-- CONSIGNES --
1/ Recopiez sans rien modifier, dans l'extrait sur l'exosquelette, le passage qui va de « Par nature l’exosquelette » jusqu'à « absentes d’un individu. ».
2/ Traduisez en anglais la phrase suivante de l'extrait sur l'exosquelette : « Par nature l’exosquelette est un dispositif mécanique externe qui agit sur son environnement pour remplacer, amplifier les capacités altérées et/ou absentes d’un individu. »

-- EXTRAIT DU DOCUMENT --

##########

« Si le seul outil que vous avez est un marteau, vous verrez tout problème comme un clou » Abraham Maslow[1].

Markus Rehm, athlète allemand spécialiste du saut en longueur, est triple champion olympique et cinq fois champion du monde avec des performances supérieures à 8,70 m. Il présente la particularité d’être amputé de la partie inférieure de sa jambe droite, ce qui le fait concourir dans la catégorie T64[2]. A titre indicatif les champions de saut en longueur des Jeux olympiques entre 1896 et 2024 ont des performances inférieures à la sienne sauf Bob Beamon en 1968 à Mexico. Il doit sa qualité de sauteur à une prothèse. Cet exosquelette lui apporte la possibilité d’aller au-delà du possible pour une personne dans sa situation physiologique. Ce qu’apporte cet exosquelette à sa déficience physique est de même nature que ce que fournit l’Intelligence artificielle générative aux personnes, dont la déficience socioculturelle, dans le domaine des soft skills, est avérée.

L’exosquelette, l’intelligence artificielle générative, oui, mais quoi ?

« Isolée, l’aide se perd, mais jointe aux autres à l’heure juste, elle agit. » Goethe[3].

Par nature l’exosquelette est un dispositif mécanique externe qui agit sur son environnement pour remplacer, amplifier les capacités altérées et/ou absentes d’un individu.

##########

-- DONNÉES À EXAMINER --
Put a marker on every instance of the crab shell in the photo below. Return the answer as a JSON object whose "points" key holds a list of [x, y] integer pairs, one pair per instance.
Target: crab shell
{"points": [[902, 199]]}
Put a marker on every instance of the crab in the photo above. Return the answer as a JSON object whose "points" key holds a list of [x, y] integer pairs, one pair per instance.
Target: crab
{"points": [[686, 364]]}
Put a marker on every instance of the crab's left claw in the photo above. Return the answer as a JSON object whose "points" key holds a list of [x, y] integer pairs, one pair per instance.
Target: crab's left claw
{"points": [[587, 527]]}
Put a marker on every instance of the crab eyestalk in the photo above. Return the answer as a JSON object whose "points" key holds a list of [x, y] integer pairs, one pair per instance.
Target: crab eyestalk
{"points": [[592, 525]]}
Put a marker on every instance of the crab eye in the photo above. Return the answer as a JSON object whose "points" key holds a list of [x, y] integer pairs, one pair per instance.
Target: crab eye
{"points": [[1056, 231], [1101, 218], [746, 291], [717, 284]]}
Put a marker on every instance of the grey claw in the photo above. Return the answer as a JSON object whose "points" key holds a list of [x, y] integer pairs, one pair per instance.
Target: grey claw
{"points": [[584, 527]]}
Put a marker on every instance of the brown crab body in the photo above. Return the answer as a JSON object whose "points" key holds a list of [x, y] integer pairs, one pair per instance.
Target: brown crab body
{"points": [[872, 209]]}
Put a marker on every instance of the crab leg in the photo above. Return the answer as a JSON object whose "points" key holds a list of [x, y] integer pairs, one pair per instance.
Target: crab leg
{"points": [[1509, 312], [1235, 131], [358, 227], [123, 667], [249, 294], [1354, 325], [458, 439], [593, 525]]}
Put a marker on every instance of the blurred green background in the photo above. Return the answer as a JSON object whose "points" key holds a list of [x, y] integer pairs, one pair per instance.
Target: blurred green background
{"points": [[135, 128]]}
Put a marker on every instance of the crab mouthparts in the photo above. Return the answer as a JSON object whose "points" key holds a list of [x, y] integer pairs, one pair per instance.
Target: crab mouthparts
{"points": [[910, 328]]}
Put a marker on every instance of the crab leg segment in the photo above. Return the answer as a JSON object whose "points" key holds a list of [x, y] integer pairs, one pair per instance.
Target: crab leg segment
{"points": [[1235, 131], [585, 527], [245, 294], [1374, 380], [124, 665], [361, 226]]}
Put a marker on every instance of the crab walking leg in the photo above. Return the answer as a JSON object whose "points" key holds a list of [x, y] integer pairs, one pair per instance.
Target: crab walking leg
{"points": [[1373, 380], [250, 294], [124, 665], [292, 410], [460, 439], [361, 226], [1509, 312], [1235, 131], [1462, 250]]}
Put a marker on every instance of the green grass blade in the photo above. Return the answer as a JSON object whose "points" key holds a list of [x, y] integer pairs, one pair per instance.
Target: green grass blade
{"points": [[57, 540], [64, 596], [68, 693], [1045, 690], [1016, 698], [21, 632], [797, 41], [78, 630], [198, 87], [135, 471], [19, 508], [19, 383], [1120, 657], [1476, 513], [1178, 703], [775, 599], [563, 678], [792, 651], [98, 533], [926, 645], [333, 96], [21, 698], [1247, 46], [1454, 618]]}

##########

-- RÉPONSES NUMÉROTÉES --
1/
Par nature l’exosquelette est un dispositif mécanique externe qui agit sur son environnement pour remplacer, amplifier les capacités altérées et/ou absentes d’un individu.

2/ By nature, the exoskeleton is an external mechanical device that acts on its environment to replace, amplify the impaired and/or absent capacities of an individual.